* BEGIN *

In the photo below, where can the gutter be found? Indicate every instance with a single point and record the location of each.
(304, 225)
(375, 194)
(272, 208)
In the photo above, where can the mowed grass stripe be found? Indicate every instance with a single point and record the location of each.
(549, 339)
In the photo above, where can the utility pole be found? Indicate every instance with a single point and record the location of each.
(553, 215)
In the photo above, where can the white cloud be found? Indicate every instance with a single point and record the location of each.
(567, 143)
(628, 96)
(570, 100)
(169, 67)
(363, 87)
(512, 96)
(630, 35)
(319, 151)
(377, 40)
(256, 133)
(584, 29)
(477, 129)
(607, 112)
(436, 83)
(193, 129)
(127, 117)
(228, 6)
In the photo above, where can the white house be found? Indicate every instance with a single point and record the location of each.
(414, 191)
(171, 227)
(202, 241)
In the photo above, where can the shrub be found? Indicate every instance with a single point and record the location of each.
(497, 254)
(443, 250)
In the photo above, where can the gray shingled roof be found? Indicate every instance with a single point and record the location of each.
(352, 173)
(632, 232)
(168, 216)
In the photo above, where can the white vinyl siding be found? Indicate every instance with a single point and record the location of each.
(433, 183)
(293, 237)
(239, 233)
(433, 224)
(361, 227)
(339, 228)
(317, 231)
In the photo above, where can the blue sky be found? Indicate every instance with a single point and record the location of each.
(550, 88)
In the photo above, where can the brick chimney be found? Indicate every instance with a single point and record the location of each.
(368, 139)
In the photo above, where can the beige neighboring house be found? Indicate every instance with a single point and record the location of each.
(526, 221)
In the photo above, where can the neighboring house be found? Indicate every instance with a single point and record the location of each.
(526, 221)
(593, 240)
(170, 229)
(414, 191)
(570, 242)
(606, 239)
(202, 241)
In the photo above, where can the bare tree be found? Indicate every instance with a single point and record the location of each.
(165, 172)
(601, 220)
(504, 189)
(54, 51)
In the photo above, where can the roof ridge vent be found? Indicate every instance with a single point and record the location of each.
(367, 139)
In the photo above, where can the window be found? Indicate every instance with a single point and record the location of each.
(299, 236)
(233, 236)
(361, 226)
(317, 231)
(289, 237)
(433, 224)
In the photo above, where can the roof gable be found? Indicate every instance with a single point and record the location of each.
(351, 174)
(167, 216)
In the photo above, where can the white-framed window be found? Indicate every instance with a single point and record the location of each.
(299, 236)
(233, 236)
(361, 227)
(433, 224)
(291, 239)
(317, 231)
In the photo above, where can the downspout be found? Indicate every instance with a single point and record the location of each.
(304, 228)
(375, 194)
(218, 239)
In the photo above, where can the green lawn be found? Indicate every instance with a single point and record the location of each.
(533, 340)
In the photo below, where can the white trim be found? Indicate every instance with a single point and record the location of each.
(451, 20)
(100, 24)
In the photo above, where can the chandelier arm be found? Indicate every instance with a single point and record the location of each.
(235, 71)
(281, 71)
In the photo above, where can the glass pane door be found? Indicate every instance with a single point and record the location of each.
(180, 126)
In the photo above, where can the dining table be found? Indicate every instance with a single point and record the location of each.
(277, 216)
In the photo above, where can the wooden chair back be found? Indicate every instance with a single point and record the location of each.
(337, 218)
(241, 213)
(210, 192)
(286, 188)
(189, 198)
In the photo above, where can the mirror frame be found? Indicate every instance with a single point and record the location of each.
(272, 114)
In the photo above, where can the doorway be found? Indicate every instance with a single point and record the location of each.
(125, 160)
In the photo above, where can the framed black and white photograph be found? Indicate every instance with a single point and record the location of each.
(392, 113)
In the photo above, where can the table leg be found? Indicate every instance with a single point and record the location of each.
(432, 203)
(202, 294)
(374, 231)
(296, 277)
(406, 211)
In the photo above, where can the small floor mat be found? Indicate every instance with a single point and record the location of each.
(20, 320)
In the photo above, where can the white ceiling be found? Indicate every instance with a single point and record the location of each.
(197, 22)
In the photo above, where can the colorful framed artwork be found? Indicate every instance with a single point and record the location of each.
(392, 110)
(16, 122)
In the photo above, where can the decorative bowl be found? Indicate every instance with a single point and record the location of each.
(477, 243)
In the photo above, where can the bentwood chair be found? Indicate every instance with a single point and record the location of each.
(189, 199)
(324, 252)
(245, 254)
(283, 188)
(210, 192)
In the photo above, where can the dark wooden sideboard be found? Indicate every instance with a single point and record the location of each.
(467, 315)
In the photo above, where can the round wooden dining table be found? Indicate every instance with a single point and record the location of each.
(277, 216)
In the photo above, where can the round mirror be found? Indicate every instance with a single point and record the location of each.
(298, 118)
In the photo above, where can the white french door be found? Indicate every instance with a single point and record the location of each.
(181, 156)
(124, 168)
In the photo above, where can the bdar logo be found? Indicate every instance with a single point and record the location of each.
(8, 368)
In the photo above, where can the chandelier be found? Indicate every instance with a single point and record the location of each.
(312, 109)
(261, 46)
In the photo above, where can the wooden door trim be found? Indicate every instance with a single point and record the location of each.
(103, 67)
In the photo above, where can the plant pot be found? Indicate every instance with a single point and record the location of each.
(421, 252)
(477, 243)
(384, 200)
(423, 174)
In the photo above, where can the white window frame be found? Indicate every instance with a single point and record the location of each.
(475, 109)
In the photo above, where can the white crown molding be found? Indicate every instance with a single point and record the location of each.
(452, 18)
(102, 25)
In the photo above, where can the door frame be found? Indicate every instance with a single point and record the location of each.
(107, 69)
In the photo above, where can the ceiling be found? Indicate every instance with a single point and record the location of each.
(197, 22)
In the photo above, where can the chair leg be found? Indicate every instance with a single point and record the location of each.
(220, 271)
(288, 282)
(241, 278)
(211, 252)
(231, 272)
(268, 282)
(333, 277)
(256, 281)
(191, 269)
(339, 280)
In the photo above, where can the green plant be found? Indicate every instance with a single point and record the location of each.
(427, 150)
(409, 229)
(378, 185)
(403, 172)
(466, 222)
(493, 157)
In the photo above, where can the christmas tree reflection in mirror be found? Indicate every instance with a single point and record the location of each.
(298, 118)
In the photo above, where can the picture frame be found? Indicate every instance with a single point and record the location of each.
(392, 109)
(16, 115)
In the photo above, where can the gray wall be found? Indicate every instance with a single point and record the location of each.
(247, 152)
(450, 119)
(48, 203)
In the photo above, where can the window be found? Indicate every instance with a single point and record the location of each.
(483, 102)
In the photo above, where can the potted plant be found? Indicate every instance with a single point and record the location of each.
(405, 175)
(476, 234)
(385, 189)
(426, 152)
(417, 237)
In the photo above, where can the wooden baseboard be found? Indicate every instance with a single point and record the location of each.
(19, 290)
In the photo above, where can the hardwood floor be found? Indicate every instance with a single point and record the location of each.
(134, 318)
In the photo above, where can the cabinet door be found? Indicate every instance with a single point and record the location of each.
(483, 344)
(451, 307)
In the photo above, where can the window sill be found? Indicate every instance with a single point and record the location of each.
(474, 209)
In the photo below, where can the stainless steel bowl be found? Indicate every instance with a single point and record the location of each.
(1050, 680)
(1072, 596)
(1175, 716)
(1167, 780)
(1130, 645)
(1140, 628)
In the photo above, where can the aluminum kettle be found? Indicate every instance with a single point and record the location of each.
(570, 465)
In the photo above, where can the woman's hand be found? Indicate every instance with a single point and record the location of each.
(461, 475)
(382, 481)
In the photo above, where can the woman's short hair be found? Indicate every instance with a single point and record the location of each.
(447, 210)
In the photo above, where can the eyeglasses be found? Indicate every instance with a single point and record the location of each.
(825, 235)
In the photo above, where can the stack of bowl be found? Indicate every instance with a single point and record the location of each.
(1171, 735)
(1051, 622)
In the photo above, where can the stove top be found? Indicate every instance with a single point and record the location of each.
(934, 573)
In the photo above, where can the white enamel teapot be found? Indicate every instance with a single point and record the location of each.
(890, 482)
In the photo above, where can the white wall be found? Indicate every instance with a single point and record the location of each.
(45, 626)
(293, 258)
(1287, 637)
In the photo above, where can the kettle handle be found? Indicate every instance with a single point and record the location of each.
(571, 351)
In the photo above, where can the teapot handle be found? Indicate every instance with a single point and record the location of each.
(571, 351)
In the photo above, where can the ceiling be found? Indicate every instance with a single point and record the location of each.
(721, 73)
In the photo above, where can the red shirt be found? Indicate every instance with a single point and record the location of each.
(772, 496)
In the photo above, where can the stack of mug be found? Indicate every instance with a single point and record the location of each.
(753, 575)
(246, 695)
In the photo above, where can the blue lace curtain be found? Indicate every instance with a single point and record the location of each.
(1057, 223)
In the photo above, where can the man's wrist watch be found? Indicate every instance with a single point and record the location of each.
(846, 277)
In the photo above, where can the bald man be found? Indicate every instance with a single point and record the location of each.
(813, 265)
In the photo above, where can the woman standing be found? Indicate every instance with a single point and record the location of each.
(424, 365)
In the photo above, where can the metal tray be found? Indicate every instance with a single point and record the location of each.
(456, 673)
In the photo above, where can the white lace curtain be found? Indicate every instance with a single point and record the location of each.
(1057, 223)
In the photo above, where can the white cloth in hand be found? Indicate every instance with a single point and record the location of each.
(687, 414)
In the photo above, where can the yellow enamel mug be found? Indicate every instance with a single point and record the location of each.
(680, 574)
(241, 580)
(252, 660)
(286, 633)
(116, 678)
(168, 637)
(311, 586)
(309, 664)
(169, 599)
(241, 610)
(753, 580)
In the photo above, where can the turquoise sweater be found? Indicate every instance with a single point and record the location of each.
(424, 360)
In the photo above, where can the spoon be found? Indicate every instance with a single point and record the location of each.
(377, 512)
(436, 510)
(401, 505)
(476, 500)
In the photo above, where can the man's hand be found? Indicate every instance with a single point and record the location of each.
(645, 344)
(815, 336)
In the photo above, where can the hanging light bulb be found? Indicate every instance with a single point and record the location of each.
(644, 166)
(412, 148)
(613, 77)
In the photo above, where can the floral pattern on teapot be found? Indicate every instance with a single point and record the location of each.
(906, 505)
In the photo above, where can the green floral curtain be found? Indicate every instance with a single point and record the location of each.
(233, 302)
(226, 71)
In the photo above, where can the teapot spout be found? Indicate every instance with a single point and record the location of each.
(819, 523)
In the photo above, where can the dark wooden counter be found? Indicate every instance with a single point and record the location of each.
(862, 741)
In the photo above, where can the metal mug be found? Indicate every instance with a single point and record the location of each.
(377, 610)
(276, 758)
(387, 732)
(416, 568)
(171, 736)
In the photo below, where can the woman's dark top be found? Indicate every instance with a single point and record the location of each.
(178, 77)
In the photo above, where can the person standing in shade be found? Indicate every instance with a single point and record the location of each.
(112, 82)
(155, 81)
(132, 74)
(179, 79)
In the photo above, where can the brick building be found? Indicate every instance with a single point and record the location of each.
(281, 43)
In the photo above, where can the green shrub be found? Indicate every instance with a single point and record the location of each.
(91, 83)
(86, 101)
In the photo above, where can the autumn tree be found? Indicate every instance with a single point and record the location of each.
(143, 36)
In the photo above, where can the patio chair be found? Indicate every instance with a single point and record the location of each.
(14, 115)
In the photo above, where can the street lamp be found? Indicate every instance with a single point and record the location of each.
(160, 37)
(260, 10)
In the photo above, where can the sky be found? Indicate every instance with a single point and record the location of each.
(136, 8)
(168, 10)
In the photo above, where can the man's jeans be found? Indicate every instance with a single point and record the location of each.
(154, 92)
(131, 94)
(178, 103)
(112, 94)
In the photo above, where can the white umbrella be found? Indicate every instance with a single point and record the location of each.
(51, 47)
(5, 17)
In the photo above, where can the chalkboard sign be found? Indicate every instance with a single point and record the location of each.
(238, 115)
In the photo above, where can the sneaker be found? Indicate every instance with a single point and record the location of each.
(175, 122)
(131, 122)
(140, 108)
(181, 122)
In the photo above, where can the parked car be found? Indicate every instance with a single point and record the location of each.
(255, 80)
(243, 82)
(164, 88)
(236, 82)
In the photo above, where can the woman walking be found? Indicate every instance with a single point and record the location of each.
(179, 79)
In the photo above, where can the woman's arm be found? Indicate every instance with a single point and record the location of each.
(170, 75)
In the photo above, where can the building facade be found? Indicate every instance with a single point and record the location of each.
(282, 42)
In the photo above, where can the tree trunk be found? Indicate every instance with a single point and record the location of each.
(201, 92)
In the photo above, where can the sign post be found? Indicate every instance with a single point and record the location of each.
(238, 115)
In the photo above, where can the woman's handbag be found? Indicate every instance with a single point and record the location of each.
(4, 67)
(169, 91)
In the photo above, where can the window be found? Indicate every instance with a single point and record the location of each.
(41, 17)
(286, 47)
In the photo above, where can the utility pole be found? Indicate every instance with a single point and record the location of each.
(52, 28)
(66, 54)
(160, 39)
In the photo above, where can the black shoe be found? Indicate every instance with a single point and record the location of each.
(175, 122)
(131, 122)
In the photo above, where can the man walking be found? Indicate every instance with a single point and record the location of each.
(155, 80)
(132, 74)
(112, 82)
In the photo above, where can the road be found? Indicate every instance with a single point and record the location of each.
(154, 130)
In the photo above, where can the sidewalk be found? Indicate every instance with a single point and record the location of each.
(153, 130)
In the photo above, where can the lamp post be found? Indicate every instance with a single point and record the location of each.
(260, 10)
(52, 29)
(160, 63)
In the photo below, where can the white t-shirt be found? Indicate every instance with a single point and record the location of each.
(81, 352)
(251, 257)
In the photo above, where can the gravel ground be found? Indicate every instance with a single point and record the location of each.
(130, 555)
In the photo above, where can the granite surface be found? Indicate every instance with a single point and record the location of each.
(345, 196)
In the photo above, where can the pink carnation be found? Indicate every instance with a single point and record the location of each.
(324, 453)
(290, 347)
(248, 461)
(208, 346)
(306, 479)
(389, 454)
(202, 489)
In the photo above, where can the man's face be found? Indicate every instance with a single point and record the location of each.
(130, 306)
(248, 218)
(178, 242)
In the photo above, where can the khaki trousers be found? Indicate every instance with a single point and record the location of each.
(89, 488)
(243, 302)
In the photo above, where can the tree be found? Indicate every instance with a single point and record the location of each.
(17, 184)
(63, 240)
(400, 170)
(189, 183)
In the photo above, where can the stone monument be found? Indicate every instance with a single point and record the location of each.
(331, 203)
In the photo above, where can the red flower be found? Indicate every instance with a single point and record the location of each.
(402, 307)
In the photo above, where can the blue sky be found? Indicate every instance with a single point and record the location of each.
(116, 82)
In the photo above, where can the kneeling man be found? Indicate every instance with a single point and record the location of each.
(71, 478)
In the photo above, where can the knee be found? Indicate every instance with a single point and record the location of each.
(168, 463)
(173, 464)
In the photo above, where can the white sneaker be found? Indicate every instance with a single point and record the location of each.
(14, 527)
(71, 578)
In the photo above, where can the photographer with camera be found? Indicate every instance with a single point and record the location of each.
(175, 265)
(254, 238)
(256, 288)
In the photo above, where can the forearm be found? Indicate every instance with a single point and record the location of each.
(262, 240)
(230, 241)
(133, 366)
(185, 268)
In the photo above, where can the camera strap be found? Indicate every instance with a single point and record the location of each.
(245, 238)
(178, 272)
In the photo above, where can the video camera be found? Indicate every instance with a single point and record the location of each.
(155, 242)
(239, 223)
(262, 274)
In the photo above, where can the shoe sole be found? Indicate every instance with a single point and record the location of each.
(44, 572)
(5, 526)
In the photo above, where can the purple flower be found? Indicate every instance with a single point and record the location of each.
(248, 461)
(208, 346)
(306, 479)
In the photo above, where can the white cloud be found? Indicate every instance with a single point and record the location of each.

* END *

### Stated goal:
Reproduce the records word for word, starting at the line that contains "In the photo above, where can the video" and ending with the final line of the records.

### Correct response:
In the photo above, where can the video camera be found? Indicate every instance with a single point and record the location of each.
(155, 242)
(239, 223)
(262, 274)
In the photo above, where can the shoe sole be found? Indicate every instance with a single point and record the location of each.
(44, 572)
(5, 526)
In the photo above, where can the purple flower be found? Indicate every instance with a single point and record the location of each.
(248, 461)
(208, 346)
(306, 479)
In the photo above, where can the white cloud be found? Indicate every instance with a single point and record the location of each.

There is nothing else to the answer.